■ Given task 1 ■
In the source excerpt on genre conventions, what might a reader who knows only "hard-boiled" detective fiction expect?

Genres have their own conventions. If I tell you we will read a mystery you will “expect” (depending on your knowledge of the conventions) at least some of the following: a crime, a detective, the solution to the puzzle, justice to be restored, etc. If you only know “hard-boiled” detective fiction you may expect a certain level of violence or a femme fatale; if you know only British cozies you will expect something different. Some great things happen when “horizons of expectation” are fulfilled but equally fascinating things can happen when they are denied. Too often readers (viewers) complaints about texts are really a cry that their expectations have not been met. (Most bad reviewers of books and movies are critical of a text because it didn’t get done the way the reviewer would have done it; I have always been careful to try to understand what the contexts are for any text I review and judge the text in that domain.)

■ Records for this exercise ■

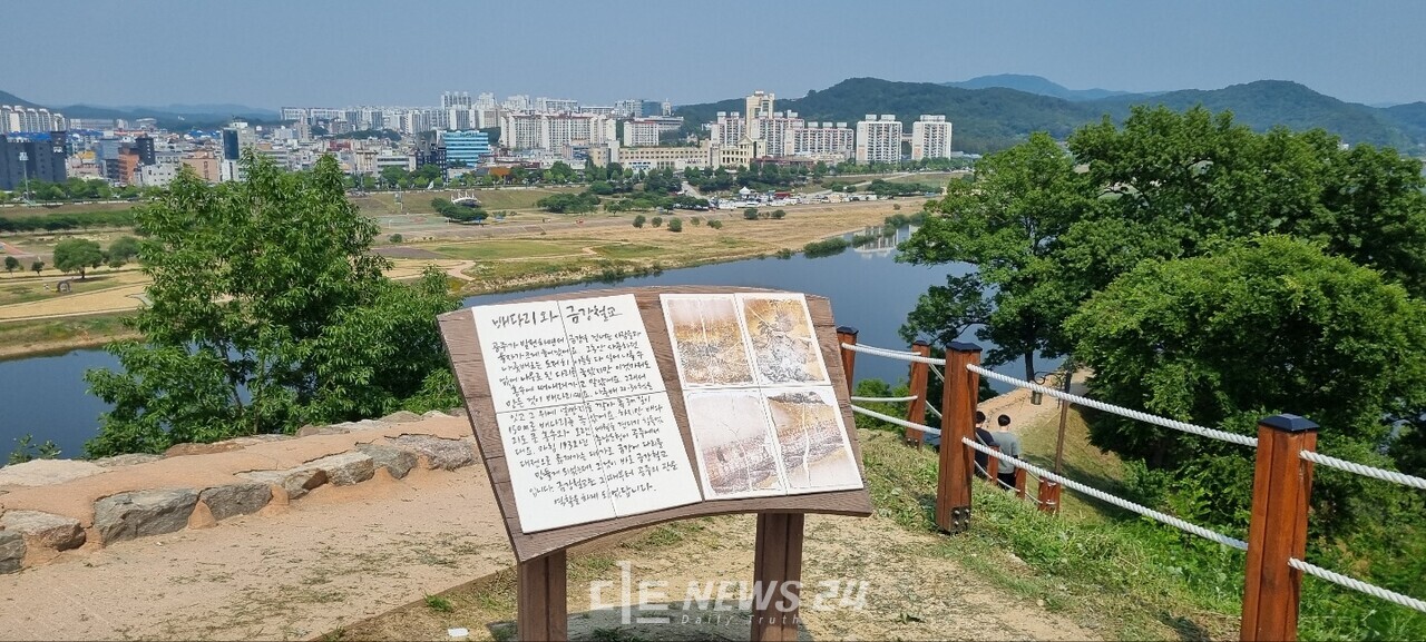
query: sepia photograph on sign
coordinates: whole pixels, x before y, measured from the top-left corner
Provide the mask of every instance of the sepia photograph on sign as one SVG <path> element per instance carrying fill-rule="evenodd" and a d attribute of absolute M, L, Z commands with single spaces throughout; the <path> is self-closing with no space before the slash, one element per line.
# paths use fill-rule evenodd
<path fill-rule="evenodd" d="M 861 488 L 831 387 L 763 390 L 789 494 Z"/>
<path fill-rule="evenodd" d="M 733 295 L 663 295 L 660 300 L 684 387 L 754 384 Z"/>
<path fill-rule="evenodd" d="M 787 494 L 757 390 L 692 390 L 683 400 L 704 498 Z"/>
<path fill-rule="evenodd" d="M 737 295 L 760 386 L 827 386 L 827 366 L 800 295 Z"/>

■ Given task 2 ■
Rewrite the listing above, changing every "sepia photograph" to "black-and-white photograph" and keeping everything else the same. Leave the pictures out.

■ Correct result 1 ■
A certain level of violence or a femme fatale.

■ Correct result 2 ■
query: black-and-white photograph on sign
coordinates: whole pixels, x before y, measured from the top-left corner
Provide the mask of every instance of the black-and-white photograph on sign as one SVG <path> element per instance carrying fill-rule="evenodd" and a d attribute of absolute M, L, Z commands with single spaces throughout; the <path> is self-closing with no space before the slash, one element per line.
# paths use fill-rule evenodd
<path fill-rule="evenodd" d="M 861 488 L 831 387 L 763 390 L 789 494 Z"/>
<path fill-rule="evenodd" d="M 733 295 L 663 295 L 660 300 L 684 387 L 754 384 Z"/>
<path fill-rule="evenodd" d="M 787 494 L 757 390 L 692 390 L 683 400 L 704 498 Z"/>
<path fill-rule="evenodd" d="M 737 295 L 760 386 L 827 386 L 827 366 L 800 295 Z"/>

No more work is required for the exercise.